→ Exercise brief: "Pinpoint short black hair in the picture." appears in one line; retype that line and all lines following it through the end of the records, with nothing left out or added.
====== Material to process ======
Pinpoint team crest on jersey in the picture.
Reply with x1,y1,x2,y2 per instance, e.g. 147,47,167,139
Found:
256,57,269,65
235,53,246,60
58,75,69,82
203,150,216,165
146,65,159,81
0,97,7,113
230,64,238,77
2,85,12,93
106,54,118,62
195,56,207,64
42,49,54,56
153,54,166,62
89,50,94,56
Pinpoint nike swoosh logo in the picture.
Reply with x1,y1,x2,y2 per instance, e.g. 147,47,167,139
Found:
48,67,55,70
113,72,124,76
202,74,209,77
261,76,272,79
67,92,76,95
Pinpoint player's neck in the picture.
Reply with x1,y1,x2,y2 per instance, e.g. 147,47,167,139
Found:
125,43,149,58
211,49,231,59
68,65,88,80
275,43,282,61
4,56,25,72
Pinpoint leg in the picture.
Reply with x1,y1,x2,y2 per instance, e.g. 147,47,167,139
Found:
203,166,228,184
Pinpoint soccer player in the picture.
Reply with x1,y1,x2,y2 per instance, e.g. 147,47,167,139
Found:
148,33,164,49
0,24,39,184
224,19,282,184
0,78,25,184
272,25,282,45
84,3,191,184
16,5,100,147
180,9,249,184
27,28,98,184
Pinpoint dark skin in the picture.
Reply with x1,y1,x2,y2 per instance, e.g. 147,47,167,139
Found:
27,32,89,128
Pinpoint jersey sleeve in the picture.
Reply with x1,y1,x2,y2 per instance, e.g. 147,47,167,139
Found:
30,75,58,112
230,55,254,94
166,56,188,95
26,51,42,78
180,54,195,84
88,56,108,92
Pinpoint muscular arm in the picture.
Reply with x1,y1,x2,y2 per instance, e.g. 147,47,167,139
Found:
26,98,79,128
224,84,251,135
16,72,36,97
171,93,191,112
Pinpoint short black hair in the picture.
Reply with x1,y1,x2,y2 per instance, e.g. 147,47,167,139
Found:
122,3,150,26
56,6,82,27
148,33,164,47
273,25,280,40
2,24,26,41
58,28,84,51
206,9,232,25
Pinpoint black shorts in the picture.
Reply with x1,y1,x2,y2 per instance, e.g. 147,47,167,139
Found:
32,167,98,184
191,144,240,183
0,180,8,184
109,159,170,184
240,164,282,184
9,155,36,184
======
→ Written answer:
Pinpoint short black hair in the picture.
Reply with x1,y1,x2,y2 per instance, e.g. 147,47,167,139
Found:
122,3,150,26
56,6,82,27
148,33,164,47
273,25,280,40
2,24,26,41
58,28,84,51
206,9,232,25
Pinpoint black shorts in the picture.
Reply with x1,y1,x2,y2 per instance, e.g. 147,47,167,139
Found:
32,167,98,184
191,144,240,183
0,180,8,184
109,159,170,184
240,164,282,184
9,155,36,184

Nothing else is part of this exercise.